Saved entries
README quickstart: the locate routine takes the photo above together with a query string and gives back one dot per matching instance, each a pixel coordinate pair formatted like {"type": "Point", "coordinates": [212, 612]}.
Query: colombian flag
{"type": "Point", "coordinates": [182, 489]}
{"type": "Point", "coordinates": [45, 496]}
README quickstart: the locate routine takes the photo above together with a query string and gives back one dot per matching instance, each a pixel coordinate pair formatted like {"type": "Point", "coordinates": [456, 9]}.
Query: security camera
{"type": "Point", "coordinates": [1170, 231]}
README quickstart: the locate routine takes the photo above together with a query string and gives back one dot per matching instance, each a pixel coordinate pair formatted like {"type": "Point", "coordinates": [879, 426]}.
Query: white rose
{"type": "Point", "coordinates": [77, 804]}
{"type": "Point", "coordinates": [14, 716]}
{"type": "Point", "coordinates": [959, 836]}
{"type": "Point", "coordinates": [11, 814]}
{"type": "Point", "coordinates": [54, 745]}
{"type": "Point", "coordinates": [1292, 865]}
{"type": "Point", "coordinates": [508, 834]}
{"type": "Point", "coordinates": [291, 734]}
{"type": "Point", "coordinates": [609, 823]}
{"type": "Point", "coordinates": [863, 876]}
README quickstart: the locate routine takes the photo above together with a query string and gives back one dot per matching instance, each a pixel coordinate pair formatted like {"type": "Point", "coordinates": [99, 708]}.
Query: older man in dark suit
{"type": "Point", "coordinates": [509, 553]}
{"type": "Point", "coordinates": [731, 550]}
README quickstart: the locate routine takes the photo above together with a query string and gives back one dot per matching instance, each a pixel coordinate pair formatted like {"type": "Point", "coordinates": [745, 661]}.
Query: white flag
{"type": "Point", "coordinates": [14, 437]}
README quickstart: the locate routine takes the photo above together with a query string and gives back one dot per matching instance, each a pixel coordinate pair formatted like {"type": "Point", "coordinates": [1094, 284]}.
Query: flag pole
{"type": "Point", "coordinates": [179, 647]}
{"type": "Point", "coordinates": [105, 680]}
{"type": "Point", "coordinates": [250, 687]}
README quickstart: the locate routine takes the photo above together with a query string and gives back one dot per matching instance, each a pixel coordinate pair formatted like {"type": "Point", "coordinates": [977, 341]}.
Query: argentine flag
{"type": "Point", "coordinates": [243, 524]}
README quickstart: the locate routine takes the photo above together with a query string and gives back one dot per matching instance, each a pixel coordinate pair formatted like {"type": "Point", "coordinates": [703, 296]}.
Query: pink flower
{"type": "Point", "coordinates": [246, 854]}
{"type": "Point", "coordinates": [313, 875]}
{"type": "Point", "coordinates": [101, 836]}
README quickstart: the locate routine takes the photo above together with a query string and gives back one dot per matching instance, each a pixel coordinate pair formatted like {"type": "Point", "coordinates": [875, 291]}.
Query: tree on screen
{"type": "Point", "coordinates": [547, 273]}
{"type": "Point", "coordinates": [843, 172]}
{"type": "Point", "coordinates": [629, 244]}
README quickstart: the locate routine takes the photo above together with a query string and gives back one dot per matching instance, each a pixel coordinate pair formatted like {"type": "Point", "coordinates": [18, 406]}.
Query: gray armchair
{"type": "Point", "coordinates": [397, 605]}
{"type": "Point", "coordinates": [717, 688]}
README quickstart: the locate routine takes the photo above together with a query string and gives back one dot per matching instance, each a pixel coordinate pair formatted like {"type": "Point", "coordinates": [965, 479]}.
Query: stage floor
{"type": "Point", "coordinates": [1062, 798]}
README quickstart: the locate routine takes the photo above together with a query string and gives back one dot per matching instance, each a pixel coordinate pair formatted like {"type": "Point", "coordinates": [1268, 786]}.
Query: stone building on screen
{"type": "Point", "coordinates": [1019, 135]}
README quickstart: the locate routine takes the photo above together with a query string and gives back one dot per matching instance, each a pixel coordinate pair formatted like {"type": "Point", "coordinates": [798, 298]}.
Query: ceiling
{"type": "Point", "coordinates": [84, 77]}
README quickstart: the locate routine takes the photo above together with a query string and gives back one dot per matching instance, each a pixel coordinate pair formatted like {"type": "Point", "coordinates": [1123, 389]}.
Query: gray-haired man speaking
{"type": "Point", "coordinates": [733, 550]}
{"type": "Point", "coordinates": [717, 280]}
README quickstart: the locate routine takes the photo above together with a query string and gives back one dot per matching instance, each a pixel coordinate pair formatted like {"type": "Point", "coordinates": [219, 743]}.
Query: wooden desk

TASK ITEM ::
Output the entire set of records exactly as shown.

TASK RESPONSE ::
README quickstart: the locate routine takes the photo above together with a query string and gives back one dot per matching instance, each a pixel coordinate pair formatted like {"type": "Point", "coordinates": [212, 612]}.
Query: colombian flag
{"type": "Point", "coordinates": [182, 489]}
{"type": "Point", "coordinates": [45, 496]}
README quickstart: the locate routine takes the photo above together with a query string and gives back one dot per matching instance, each a pixel coordinate pair formatted like {"type": "Point", "coordinates": [456, 9]}.
Query: security camera
{"type": "Point", "coordinates": [1170, 231]}
README quickstart: the locate routine takes the photo above together with a query string and gives back one dot per matching instance, each a pixel coordinate pair formatted like {"type": "Point", "coordinates": [879, 426]}.
Query: white rose
{"type": "Point", "coordinates": [77, 804]}
{"type": "Point", "coordinates": [14, 716]}
{"type": "Point", "coordinates": [959, 836]}
{"type": "Point", "coordinates": [11, 814]}
{"type": "Point", "coordinates": [54, 745]}
{"type": "Point", "coordinates": [1292, 865]}
{"type": "Point", "coordinates": [508, 834]}
{"type": "Point", "coordinates": [291, 734]}
{"type": "Point", "coordinates": [609, 823]}
{"type": "Point", "coordinates": [863, 876]}
README quickstart: the locate routine takes the photo above together with a query string and gives back one dot per matching instance, each a pixel coordinate pair formatted like {"type": "Point", "coordinates": [99, 708]}.
Query: older man in dark suit
{"type": "Point", "coordinates": [509, 553]}
{"type": "Point", "coordinates": [731, 550]}
README quickstart: the locate routine takes the photo above together with a query string and gives back one dot per matching instance, each a pixel coordinate pair formatted like {"type": "Point", "coordinates": [745, 661]}.
Query: white flag
{"type": "Point", "coordinates": [14, 437]}
README quickstart: the locate routine takes the photo above together with a query string and gives back one dot per matching instance, each a pixel coordinate pair formatted like {"type": "Point", "coordinates": [1094, 284]}.
Query: flag pole
{"type": "Point", "coordinates": [179, 647]}
{"type": "Point", "coordinates": [105, 680]}
{"type": "Point", "coordinates": [250, 687]}
README quickstart: the locate routine takes the photo above together with a query string and gives back one dot per matching instance, each a pixel coordinate pair formatted like {"type": "Point", "coordinates": [977, 341]}.
Query: argentine flag
{"type": "Point", "coordinates": [243, 524]}
README quickstart: the locate routine takes the photo above together with a query string and gives back one dot per matching instance, each a pixel coordinate pair formatted like {"type": "Point", "coordinates": [703, 296]}.
Query: pink flower
{"type": "Point", "coordinates": [246, 854]}
{"type": "Point", "coordinates": [313, 875]}
{"type": "Point", "coordinates": [101, 836]}
README quickstart: the locate routine takes the photo above together with a query string and gives back one dot per matching instance, each a pixel coordinate pair formatted like {"type": "Point", "coordinates": [875, 291]}.
Query: tree on screen
{"type": "Point", "coordinates": [547, 273]}
{"type": "Point", "coordinates": [843, 172]}
{"type": "Point", "coordinates": [629, 244]}
README quickstart: the locate routine takes the photo above together with a query string and gives back one dot per matching instance, each a pixel coordinate pair formatted like {"type": "Point", "coordinates": [18, 406]}.
Query: gray armchair
{"type": "Point", "coordinates": [397, 605]}
{"type": "Point", "coordinates": [717, 688]}
README quickstart: the locate routine takes the photo above together with a query string and gives back one dot per matching instance, each a pixel coordinate pair formatted like {"type": "Point", "coordinates": [965, 479]}.
Query: stage floor
{"type": "Point", "coordinates": [1062, 798]}
README quickstart: the locate routine takes the photo above together with a query string and gives back one dot per matching instance, each a pixel coordinate pair formatted like {"type": "Point", "coordinates": [1268, 786]}.
Query: stone building on screen
{"type": "Point", "coordinates": [1019, 135]}
README quickstart: the locate routine takes the photo above together with a query string and gives back one dot per matching instance, each a pixel coordinate pair formatted like {"type": "Point", "coordinates": [798, 298]}.
Query: ceiling
{"type": "Point", "coordinates": [84, 77]}
README quickstart: the locate routine takes the photo above together with a query string and gives back one dot per matching instance, each a pixel coordinate pair formatted like {"type": "Point", "coordinates": [1123, 389]}.
Query: gray-haired man speaking
{"type": "Point", "coordinates": [733, 550]}
{"type": "Point", "coordinates": [717, 280]}
README quickstart: the locate routine takes the photo above together with a query string and gives back one dot per matching instance, each a pixel coordinate pair formatted like {"type": "Point", "coordinates": [219, 743]}.
Query: wooden desk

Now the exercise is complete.